• [Exercise instructions]: Copy out the rows below verbatim, starting at the first row and ending at the row that contains "227L337 139L441 77L441", with both ends included. Leave the pictures out of your copy.

• [Input records]:
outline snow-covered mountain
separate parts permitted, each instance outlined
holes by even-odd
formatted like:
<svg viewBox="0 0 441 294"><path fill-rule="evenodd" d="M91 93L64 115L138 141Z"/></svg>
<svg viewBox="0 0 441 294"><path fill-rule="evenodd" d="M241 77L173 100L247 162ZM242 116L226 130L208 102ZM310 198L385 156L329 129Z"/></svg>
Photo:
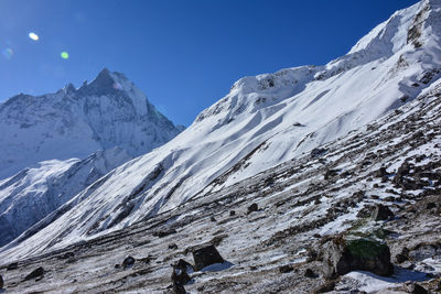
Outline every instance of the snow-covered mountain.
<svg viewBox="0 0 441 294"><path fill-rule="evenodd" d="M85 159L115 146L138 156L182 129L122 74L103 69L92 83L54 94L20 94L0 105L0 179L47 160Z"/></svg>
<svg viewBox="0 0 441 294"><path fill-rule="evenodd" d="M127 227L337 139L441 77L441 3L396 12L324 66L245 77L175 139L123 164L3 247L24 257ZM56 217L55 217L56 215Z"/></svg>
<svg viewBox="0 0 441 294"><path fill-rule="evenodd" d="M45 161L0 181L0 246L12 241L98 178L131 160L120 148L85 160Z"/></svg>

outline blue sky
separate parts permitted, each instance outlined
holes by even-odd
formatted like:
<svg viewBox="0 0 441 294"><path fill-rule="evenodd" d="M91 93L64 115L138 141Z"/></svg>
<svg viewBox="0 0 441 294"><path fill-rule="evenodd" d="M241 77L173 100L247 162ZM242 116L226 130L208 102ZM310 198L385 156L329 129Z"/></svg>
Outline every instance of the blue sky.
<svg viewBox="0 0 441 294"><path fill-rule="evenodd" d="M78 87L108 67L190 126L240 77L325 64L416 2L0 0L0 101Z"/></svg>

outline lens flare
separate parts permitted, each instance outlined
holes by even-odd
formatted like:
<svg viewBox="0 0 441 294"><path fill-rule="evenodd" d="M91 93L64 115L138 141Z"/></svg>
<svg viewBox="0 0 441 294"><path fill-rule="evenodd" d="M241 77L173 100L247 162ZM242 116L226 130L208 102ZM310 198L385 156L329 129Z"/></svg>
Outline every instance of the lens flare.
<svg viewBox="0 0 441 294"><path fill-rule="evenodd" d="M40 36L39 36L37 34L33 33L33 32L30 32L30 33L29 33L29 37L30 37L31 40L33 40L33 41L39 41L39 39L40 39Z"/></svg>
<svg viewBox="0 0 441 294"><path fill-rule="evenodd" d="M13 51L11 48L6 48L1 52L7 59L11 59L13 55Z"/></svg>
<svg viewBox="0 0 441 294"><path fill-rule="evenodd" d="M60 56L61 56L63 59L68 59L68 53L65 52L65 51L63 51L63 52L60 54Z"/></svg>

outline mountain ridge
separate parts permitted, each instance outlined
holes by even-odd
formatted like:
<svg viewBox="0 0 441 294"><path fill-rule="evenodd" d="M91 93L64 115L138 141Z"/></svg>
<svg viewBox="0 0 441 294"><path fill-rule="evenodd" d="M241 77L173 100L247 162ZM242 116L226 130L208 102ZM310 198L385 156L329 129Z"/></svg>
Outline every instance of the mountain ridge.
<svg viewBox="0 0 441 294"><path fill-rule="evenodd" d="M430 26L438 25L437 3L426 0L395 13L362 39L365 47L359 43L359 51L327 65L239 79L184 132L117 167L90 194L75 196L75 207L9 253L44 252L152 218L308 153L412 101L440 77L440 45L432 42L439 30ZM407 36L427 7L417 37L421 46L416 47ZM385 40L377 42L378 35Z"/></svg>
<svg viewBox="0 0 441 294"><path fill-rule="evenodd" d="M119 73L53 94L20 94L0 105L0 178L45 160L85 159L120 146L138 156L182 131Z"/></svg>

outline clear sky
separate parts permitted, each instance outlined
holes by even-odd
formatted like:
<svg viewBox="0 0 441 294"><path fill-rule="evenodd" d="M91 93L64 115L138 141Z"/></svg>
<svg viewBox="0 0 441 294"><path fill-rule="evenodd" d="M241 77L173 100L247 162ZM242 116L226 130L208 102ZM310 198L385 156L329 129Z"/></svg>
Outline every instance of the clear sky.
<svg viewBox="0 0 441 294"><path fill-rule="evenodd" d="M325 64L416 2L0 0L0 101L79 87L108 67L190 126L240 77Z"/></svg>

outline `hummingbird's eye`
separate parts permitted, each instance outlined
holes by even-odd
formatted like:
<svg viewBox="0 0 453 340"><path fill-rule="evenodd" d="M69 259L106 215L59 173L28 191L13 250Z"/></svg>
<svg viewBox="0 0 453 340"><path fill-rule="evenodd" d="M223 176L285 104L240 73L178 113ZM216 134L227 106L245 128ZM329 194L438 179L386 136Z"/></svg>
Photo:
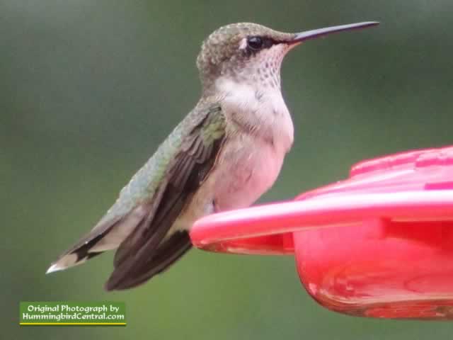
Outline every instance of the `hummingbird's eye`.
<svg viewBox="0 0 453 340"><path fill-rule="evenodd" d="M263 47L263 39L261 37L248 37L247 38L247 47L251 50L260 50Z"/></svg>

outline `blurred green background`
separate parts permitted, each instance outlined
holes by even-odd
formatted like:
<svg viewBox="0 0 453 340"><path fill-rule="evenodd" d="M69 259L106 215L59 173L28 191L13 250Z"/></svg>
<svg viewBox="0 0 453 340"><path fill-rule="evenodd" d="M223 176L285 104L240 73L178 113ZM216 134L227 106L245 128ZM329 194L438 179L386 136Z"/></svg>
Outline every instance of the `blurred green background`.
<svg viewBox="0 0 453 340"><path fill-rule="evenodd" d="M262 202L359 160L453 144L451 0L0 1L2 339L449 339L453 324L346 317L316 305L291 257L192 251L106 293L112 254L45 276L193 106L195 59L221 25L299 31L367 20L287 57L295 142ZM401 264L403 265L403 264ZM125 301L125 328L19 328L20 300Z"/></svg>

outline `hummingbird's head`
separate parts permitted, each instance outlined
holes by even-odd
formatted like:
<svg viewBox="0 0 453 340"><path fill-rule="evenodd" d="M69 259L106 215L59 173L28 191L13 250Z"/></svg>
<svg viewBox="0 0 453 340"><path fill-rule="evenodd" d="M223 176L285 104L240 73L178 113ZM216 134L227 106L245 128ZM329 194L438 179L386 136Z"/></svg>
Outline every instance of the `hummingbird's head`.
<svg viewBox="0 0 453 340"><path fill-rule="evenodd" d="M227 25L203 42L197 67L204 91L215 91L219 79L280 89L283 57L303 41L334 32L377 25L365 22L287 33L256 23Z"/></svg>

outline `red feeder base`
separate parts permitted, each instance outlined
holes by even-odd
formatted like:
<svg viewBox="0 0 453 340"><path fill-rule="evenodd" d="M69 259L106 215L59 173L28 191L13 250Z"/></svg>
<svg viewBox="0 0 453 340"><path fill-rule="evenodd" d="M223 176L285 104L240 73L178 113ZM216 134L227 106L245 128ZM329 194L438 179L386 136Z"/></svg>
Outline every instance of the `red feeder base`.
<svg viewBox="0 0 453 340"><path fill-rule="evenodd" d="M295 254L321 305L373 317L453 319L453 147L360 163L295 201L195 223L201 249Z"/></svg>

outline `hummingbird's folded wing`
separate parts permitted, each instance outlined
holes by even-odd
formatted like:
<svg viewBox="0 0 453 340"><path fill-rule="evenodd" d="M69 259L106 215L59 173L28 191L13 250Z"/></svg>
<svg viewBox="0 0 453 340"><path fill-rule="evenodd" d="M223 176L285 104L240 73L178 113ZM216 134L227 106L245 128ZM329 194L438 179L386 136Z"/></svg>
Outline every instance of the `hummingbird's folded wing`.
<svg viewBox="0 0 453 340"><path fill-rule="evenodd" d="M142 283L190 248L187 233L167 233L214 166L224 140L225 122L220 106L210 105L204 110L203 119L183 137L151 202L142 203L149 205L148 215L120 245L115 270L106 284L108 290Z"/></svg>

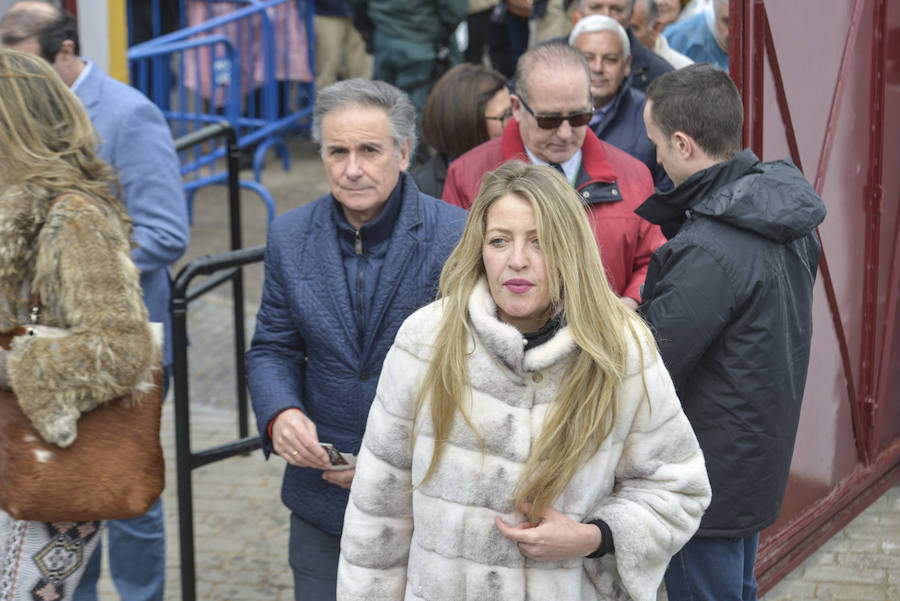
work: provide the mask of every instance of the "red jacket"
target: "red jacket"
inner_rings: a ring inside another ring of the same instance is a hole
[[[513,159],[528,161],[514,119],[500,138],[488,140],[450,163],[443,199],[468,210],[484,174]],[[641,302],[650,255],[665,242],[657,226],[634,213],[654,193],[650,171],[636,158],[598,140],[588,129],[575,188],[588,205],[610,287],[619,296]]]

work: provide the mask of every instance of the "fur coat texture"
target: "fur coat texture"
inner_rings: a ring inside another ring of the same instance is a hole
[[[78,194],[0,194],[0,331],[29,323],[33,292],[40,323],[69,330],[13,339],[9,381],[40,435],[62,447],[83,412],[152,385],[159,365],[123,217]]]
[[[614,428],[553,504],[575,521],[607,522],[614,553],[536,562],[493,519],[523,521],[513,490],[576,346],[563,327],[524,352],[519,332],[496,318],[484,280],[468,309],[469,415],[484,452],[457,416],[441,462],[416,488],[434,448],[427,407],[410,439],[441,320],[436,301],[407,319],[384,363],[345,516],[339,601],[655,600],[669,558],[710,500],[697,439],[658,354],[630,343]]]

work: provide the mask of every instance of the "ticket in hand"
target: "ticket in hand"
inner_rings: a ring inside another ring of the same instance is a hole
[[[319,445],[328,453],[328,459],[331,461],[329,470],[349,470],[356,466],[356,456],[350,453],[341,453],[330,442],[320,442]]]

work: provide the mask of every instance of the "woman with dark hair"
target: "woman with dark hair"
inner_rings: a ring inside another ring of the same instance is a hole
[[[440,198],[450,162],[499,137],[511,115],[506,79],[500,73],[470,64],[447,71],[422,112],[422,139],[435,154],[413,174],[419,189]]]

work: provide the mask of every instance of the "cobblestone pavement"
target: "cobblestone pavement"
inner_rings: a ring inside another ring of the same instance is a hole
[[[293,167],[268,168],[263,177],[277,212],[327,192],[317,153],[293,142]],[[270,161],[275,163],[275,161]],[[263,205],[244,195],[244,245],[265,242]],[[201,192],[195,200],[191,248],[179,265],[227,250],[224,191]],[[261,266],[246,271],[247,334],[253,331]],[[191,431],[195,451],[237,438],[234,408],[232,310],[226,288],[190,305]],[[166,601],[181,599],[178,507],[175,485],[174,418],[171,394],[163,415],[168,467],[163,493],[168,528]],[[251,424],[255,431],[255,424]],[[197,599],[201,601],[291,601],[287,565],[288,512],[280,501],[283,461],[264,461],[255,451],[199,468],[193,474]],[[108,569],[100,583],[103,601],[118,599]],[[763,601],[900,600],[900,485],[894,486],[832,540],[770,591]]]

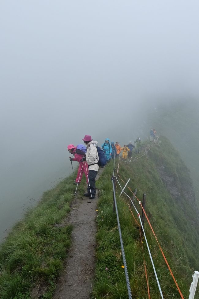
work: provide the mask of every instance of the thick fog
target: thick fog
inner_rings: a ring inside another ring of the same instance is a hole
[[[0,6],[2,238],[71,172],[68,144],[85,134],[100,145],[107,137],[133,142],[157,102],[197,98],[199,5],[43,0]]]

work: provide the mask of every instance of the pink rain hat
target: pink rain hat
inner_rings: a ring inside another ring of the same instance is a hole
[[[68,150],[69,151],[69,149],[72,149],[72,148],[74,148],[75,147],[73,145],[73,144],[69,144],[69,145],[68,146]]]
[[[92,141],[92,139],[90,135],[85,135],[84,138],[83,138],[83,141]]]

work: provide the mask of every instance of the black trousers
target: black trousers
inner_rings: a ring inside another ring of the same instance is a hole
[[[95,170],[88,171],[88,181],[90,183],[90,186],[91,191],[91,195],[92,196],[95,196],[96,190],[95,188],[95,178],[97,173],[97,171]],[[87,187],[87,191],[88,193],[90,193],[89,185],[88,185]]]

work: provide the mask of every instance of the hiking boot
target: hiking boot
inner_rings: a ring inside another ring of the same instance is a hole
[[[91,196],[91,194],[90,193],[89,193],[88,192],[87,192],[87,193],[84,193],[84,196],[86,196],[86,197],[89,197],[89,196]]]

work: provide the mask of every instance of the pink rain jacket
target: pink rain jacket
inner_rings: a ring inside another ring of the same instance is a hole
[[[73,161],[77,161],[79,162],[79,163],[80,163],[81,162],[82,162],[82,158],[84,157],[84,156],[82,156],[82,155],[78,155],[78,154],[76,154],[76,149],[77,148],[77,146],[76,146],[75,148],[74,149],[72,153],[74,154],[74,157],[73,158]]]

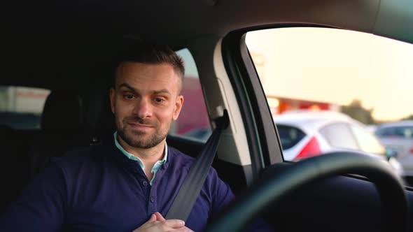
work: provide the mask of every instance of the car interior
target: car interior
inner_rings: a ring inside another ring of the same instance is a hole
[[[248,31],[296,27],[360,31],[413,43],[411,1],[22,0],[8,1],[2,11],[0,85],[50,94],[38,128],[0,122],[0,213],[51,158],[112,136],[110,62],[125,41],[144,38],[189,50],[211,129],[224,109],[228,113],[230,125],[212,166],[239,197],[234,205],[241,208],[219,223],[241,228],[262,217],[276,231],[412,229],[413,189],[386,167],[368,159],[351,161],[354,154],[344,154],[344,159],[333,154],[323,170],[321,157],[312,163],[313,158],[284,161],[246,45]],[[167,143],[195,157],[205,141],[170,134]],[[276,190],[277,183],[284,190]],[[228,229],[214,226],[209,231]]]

• [Answer below]:
outline snow-covered mountain
separate parts permitted, each instance outlined
holes by even-odd
formatted like:
<svg viewBox="0 0 441 294"><path fill-rule="evenodd" d="M91 93L64 115L138 141Z"/></svg>
<svg viewBox="0 0 441 294"><path fill-rule="evenodd" d="M241 77L173 100L247 162ZM242 116L226 130L208 102ZM310 198L385 156L329 129Z"/></svg>
Photo:
Outline every instance of the snow-covered mountain.
<svg viewBox="0 0 441 294"><path fill-rule="evenodd" d="M85 159L115 146L138 156L182 129L122 74L103 69L92 83L54 94L20 94L0 105L0 179L47 160Z"/></svg>
<svg viewBox="0 0 441 294"><path fill-rule="evenodd" d="M127 227L337 139L441 77L441 3L396 12L324 66L245 77L175 139L123 164L3 247L24 257ZM56 217L55 217L56 215Z"/></svg>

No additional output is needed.